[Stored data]

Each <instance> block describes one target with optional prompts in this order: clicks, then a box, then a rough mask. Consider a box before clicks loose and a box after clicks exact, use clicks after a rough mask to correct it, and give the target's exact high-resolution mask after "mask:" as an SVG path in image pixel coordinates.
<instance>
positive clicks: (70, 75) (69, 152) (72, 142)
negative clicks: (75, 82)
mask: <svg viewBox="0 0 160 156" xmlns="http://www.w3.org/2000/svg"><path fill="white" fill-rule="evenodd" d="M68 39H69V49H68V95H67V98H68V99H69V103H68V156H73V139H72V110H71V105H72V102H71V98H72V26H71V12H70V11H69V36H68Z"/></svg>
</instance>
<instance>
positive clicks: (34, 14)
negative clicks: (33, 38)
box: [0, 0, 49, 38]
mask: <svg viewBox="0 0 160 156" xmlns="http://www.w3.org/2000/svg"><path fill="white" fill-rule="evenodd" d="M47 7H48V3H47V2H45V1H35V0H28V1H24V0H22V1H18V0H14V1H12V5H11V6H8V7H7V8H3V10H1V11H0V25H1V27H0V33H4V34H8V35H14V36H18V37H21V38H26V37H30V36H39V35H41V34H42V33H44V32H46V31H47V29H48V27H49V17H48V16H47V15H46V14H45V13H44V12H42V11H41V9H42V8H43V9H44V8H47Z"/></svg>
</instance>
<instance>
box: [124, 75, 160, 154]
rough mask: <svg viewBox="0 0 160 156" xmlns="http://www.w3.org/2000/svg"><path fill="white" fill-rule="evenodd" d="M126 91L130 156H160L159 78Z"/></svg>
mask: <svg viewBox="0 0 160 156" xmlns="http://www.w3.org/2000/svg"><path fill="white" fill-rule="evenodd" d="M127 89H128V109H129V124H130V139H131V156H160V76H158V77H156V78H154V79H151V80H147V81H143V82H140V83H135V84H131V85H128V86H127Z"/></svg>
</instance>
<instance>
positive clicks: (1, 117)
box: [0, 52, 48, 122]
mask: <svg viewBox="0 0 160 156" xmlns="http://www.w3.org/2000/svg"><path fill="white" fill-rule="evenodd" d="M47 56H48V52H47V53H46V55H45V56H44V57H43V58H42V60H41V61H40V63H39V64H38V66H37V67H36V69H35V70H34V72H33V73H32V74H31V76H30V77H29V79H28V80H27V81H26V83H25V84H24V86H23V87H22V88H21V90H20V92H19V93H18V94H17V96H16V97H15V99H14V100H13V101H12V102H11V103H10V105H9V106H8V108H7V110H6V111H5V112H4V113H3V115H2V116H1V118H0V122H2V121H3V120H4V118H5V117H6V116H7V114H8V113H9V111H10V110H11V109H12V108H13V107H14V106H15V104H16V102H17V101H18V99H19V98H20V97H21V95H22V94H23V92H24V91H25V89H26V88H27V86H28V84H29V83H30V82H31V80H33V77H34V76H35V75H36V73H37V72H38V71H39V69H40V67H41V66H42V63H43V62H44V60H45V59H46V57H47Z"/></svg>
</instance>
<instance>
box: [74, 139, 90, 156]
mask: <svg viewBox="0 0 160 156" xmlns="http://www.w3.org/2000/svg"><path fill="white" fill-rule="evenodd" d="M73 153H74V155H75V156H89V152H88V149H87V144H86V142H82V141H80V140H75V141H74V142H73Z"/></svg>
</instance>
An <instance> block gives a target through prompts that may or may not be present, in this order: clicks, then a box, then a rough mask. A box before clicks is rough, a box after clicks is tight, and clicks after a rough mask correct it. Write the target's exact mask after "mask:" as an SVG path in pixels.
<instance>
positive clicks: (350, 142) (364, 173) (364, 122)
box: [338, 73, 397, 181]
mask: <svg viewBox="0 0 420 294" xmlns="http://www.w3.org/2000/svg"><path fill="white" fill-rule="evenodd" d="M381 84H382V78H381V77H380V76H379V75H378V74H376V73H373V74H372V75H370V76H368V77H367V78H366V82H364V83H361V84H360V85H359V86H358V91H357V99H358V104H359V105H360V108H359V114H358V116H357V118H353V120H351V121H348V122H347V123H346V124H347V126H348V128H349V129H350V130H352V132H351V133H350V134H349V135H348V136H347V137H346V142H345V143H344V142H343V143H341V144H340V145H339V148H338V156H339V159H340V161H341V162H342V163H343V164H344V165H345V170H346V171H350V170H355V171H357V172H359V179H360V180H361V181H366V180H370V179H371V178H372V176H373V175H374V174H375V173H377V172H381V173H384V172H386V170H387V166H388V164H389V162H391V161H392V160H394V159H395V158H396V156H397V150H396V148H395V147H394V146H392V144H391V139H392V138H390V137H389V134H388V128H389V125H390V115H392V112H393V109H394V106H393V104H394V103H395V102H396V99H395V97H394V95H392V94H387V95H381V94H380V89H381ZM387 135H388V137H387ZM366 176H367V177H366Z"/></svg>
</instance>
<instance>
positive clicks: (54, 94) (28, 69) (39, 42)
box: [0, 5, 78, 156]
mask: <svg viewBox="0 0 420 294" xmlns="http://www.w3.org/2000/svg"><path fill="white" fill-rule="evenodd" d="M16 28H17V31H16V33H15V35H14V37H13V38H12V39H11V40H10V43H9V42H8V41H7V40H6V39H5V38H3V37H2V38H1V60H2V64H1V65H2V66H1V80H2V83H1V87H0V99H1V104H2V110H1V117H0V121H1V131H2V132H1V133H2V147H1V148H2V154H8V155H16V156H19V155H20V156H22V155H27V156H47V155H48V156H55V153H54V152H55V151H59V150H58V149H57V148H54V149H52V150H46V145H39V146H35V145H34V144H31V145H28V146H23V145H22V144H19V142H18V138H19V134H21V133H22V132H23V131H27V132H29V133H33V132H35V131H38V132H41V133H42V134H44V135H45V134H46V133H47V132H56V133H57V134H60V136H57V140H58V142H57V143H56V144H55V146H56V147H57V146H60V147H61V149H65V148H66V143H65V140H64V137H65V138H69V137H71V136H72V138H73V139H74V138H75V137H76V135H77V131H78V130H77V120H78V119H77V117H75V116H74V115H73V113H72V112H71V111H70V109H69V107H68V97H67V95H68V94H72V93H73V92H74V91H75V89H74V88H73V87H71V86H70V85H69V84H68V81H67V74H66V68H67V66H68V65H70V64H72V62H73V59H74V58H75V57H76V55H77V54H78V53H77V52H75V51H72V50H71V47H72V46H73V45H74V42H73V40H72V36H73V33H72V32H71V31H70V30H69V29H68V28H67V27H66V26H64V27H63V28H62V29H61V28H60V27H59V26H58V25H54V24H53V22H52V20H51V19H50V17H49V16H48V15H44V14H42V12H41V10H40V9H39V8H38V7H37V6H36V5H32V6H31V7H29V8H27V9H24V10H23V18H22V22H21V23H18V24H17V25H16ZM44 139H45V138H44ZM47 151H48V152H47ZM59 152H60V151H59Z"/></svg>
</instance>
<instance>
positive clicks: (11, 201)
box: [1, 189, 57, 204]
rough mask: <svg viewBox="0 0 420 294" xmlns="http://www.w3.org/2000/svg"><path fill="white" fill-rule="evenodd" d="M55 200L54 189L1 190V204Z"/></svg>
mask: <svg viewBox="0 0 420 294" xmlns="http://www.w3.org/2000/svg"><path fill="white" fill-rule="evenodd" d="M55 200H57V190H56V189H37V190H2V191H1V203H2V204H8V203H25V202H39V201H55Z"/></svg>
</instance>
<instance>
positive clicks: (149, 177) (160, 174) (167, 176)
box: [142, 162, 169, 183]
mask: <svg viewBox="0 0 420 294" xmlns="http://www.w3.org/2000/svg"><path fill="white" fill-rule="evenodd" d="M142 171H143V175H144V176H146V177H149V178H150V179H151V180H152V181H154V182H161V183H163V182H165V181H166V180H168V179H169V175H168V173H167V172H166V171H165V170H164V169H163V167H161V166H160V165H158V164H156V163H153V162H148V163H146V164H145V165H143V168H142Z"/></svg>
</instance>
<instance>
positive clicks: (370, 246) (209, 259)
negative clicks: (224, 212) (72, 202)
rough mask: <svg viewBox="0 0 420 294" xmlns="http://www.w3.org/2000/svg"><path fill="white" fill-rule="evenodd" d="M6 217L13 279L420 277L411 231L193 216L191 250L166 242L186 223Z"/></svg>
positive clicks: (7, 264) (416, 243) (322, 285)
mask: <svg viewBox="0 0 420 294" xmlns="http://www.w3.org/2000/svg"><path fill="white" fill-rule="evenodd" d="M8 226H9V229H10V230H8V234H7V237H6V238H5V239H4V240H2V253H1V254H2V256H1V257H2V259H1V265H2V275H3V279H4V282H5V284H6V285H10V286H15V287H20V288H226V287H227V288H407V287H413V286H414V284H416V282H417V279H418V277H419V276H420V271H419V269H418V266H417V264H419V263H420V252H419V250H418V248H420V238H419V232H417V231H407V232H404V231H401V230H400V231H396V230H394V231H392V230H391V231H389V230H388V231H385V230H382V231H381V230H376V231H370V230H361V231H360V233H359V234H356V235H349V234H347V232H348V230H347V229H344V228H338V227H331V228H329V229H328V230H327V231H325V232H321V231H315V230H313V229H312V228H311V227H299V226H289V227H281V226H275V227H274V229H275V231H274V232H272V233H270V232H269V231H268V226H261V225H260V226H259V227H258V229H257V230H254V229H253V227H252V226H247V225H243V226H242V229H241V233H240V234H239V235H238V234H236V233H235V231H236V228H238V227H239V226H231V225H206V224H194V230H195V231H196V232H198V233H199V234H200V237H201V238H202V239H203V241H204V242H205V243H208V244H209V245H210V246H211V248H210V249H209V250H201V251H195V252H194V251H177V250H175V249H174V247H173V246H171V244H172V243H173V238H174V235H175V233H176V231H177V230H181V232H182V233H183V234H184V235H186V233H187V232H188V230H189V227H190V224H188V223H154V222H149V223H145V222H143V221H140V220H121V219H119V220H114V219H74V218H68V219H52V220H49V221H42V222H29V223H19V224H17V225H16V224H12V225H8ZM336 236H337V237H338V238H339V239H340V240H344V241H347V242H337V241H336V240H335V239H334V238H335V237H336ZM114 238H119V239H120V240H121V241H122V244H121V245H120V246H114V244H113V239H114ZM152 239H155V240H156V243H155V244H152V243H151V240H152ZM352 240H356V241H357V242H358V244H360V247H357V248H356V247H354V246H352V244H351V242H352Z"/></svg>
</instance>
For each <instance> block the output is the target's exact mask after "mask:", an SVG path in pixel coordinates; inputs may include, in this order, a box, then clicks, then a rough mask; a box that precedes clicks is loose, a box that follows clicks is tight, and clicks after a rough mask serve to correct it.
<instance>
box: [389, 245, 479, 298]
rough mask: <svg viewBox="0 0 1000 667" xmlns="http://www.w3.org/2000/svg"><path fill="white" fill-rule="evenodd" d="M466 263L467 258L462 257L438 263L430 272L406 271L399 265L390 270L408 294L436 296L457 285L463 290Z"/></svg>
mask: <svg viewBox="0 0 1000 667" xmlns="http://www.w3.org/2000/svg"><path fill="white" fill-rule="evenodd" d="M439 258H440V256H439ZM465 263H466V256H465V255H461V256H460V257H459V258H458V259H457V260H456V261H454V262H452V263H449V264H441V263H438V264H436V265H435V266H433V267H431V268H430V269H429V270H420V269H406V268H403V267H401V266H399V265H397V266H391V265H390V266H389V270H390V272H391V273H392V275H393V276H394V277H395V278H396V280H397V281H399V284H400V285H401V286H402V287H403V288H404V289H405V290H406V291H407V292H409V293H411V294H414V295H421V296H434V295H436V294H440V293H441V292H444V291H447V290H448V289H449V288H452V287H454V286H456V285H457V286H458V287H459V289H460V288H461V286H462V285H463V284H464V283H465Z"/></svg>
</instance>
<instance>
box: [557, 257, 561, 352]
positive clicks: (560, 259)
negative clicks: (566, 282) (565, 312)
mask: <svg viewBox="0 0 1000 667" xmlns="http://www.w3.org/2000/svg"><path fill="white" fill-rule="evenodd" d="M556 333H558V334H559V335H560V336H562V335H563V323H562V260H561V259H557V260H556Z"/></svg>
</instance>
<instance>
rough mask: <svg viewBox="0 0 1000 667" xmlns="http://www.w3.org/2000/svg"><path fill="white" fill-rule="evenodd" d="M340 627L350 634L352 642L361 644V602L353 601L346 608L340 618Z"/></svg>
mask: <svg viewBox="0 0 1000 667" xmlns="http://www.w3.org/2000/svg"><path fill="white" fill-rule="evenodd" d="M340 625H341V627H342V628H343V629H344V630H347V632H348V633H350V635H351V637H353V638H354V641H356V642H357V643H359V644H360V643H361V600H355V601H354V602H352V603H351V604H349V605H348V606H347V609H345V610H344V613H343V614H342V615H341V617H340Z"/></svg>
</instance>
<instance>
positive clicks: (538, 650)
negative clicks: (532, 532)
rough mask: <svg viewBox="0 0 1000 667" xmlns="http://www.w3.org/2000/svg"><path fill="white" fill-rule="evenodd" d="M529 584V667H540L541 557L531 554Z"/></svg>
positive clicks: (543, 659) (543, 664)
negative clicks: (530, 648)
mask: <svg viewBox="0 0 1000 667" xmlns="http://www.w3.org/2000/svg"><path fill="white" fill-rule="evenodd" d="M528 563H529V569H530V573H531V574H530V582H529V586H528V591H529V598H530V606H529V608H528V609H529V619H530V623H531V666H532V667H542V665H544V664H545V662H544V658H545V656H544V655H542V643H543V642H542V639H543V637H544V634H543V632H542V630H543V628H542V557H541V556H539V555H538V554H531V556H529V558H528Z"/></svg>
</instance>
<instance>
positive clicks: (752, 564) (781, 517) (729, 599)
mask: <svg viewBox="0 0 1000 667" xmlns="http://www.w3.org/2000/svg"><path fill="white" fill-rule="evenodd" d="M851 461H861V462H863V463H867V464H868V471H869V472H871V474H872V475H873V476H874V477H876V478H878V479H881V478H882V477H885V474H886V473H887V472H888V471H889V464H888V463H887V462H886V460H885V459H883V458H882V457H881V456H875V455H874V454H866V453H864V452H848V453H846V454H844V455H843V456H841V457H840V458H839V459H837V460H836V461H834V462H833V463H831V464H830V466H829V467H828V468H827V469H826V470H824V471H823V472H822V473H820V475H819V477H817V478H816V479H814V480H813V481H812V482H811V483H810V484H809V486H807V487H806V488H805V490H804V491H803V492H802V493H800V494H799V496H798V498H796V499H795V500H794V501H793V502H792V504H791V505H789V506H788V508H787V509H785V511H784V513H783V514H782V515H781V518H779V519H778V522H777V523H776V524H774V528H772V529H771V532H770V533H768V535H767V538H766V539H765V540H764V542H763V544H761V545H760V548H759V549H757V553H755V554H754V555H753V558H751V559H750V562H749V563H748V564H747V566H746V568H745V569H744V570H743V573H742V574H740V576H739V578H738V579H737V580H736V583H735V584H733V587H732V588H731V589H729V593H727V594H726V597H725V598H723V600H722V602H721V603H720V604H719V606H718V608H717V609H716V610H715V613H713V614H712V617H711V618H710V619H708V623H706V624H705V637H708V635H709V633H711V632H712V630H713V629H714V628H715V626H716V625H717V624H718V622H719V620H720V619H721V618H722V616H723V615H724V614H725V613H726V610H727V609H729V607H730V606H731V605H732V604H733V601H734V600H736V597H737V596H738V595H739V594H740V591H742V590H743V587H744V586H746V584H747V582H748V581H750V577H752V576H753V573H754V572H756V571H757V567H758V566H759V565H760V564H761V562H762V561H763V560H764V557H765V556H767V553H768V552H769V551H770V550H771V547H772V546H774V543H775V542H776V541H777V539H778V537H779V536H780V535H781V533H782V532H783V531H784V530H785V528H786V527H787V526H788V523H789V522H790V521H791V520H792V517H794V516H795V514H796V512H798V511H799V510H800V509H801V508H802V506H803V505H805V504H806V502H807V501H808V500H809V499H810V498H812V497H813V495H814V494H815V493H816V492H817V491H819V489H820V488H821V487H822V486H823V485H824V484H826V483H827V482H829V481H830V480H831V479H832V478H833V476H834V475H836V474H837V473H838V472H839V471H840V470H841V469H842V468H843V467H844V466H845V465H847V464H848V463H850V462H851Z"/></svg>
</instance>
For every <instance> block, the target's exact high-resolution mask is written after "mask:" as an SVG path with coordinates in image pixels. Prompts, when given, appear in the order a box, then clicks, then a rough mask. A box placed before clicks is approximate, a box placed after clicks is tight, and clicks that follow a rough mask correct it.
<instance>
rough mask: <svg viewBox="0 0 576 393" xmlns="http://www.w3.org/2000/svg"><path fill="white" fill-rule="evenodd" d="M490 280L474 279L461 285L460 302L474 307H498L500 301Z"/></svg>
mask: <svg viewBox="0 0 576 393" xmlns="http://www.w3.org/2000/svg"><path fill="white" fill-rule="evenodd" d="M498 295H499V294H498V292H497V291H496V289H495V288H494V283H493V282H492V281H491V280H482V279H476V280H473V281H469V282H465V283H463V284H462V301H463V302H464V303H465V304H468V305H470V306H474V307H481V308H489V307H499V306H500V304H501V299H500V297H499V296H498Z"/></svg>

__Assigned task__. Please tally the lines of the records above that contain the string "negative", treating case as significant. Reply with the number only.

__Task output__. 6